Selected passage:
WASHINGTON, June 12 (Xinhua) -- The visit to the United States by Fan Changlong, vice chairman of China's Central Military Commission, despite the rift over the South China Sea and cyber issue, showcases a maturing military relationship that helps ease tensions between the two countries, U.S. experts said Friday.
"General Fan's continuation of his visit despite the recent cyber allegations and P-8 overflights of the South China Sea suggest a maturing and routinization of military dialogue," Douglas Paal, vice president for studies at the Carnegie Endowment for International Peace, told Xinhua in an interview.
He was referring to the U.S. dispatching of P-8 reconnaissance plane to fly over the islands and reefs in the South China Sea where China is undergoing construction projects, and the recent U. S. allegations about China's hacking of U.S. federal personnel office's computer networks, which have raised the tensions in the China-U.S. ties.
Such dialogue "might help avert future crises" between the great powers, Paal said.
Michael O'hanlon, director of research on foreign policy at the Brookings Institution, said that, though his expectations for Fan' s visit to ease the China-U.S. tensions are modest, he still thought "it's still good to do these things." "It's good to have channels of communication. Sometimes the best you can hope for is that you limit the fallout from disagreements, " he told Xinhua in an interview.
Fan held talks Thursday at the Pentagon with U.S. Defense Secretary Ashton Carter during which they discussed a range of issues of mutual concern, including the military-to-military relationship, Taiwan, Japan and maritime issues, including the South China Sea dispute.

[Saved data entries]
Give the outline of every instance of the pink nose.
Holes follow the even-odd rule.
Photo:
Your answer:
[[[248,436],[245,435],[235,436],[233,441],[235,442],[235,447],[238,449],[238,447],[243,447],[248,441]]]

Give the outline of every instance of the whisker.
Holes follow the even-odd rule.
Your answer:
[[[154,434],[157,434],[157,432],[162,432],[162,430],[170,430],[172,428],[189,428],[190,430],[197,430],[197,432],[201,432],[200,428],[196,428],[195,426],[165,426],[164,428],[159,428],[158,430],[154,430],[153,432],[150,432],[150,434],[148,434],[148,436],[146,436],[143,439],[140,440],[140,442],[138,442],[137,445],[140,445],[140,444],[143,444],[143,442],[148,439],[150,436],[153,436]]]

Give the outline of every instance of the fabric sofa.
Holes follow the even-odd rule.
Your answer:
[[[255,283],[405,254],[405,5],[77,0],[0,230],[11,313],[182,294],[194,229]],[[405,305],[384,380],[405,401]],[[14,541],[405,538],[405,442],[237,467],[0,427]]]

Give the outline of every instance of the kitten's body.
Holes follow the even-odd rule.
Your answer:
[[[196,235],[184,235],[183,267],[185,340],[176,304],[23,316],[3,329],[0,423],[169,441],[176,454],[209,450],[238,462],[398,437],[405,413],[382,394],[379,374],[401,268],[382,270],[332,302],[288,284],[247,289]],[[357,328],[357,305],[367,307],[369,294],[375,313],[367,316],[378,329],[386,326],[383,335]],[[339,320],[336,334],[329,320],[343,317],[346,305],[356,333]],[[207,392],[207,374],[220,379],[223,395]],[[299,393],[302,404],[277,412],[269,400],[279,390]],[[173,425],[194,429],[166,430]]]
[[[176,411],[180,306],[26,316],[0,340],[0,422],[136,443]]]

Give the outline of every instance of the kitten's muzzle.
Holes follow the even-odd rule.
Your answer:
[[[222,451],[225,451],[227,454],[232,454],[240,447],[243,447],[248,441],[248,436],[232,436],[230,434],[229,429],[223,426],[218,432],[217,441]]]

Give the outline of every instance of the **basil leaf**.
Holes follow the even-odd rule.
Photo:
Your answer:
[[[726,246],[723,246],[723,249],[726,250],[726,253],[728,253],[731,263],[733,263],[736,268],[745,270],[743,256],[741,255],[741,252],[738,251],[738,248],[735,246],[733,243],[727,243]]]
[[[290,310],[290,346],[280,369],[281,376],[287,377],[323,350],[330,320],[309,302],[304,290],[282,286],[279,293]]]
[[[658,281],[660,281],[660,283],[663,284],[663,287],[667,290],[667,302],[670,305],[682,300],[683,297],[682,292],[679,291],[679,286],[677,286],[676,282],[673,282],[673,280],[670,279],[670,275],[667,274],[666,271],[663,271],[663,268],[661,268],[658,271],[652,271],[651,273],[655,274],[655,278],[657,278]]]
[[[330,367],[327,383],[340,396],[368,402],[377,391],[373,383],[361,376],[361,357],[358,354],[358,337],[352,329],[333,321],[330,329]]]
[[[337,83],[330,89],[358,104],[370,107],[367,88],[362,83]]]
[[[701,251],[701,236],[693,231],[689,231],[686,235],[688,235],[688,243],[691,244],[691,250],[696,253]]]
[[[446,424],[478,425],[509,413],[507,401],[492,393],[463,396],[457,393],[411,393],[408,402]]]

Work order 1: Duplicate the part of the report on Fan Changlong's U.S. visit from "WASHINGTON, June 12" up to and including "Peace, told Xinhua in an interview.".
Work order 2: Write the next part of the news report on Fan Changlong's U.S. visit, picking up after its final sentence.
These records have no connection to the news report on Fan Changlong's visit.

Final answer 1:
WASHINGTON, June 12 (Xinhua) -- The visit to the United States by Fan Changlong, vice chairman of China's Central Military Commission, despite the rift over the South China Sea and cyber issue, showcases a maturing military relationship that helps ease tensions between the two countries, U.S. experts said Friday.
"General Fan's continuation of his visit despite the recent cyber allegations and P-8 overflights of the South China Sea suggest a maturing and routinization of military dialogue," Douglas Paal, vice president for studies at the Carnegie Endowment for International Peace, told Xinhua in an interview.

Final answer 2:
The two leaders reaffirmed their commitment to building a sustained and substantive military-to-military relationship based on mutual trust, cooperation, non-conflict and sustainability.
During Fan's week-long visit, which is seen as part of the preparations for the September state visit to the U.S. by Chinese President Xi Jinping, the Chinese military delegation has taken "a constructive approach," Paal noted.
The high-level Chinese military delegation headed by Fan, which started its U.S. trip on Monday, has already visited such places as a Boeing factory in Seattle, the Naval Air Station North Island in San Diego, and the U.S. Army base at Fort Hood, Texas.
"Continued military dialogue and low level exercises seem to be a likely outcome" of Fan's visit to the United States, he said.
There is also a prospect for greater exchanges of military visits, more cooperation on humanitarian assistance and disaster relief, for which the two militaries have the greatest contributions to make in Asia, he said.
"Improved forms of direct communications and progress toward a Memorandum of Understanding on aerial encounters are additional prospects," he added.
Asked if the talks will help ease tensions over the South China Sea dispute, Paal said while it was desired that Washington will lower its volume of criticism of China and focus more on imposing practical rules of the road while China will reassure that it has no military objectives in the region, but he is "not hopeful for either outcome."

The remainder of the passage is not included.